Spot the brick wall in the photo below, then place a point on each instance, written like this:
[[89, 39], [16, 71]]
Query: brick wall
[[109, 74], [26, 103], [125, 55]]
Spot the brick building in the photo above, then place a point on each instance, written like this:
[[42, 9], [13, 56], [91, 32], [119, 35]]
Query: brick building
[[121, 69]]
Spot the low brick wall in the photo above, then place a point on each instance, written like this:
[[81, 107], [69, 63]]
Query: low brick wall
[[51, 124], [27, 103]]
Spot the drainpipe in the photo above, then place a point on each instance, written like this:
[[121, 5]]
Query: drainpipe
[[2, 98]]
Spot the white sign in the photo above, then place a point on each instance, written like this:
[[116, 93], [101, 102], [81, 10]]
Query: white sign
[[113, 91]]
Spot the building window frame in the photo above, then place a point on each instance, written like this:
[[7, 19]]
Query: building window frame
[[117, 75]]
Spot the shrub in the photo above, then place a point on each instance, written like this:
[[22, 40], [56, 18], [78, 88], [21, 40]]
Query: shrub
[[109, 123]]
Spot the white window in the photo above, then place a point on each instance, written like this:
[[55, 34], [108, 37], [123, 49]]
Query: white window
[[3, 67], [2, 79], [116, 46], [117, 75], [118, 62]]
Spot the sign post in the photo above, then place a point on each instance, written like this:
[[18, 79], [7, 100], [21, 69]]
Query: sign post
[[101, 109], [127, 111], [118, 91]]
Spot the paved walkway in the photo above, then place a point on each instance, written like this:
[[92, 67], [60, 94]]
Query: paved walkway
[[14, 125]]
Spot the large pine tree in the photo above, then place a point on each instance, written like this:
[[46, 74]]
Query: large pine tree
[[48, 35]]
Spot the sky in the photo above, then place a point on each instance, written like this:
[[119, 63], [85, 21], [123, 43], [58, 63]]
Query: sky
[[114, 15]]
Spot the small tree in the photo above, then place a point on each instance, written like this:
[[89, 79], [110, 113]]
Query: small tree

++++++++++++++++++++

### Aim of the task
Copy all of the items above word for word, line by line, changing nothing.

### The result
Spot the brick wall in the photo below, then place a point on each instance, written like this:
[[89, 39], [16, 71]]
Query: brick wall
[[109, 74], [26, 103], [125, 55]]
Spot the brick building in the photo above, then place a point on each instance, written like this:
[[42, 9], [13, 56], [91, 32], [119, 35]]
Query: brick building
[[121, 69]]
Spot the low brick wall in the photo above, then place a point on each instance, written like this:
[[81, 107], [69, 63]]
Query: low brick wall
[[51, 124], [27, 103]]
Spot the drainpipe in the photo above, then place a point on each instance, written like this:
[[121, 5]]
Query: drainpipe
[[2, 98]]
Spot the white sign in the photo above, then place a point on each instance, written like this:
[[116, 93], [101, 102], [81, 10]]
Query: white sign
[[113, 91]]
Spot the building window frame in the photo above, then place a point on each instance, written like this:
[[7, 19]]
Query: building window frame
[[117, 75]]
Spot the shrub in the photo above, then place a point on each instance, written like this:
[[22, 40], [56, 18], [78, 88], [21, 40]]
Query: shrub
[[109, 123]]
Spot the white window in the photo above, then place a point on each instance, written like this:
[[55, 34], [108, 37], [123, 49]]
Query: white window
[[3, 67], [2, 79], [116, 46], [117, 75], [118, 62]]
Spot the sign post in the photo above, then place a point on each instance, written like this:
[[18, 79], [7, 100], [21, 69]]
Query: sign post
[[101, 109], [127, 111], [118, 91]]
Spot the paved walkway in the photo above, then place a point on each instance, written like this:
[[92, 67], [60, 94]]
Query: paved walkway
[[14, 125]]
Spot the large pine tree in the photo above, then place a point on each instance, written like this:
[[46, 74]]
Query: large pine tree
[[48, 35]]
Spot the sky in the photo above, then place a point on each instance, written like this:
[[119, 63], [85, 21], [123, 43], [58, 63]]
Query: sky
[[114, 15]]
Spot the small tree in the photo above, then place a point on each instance, written like this:
[[89, 79], [110, 113]]
Query: small tree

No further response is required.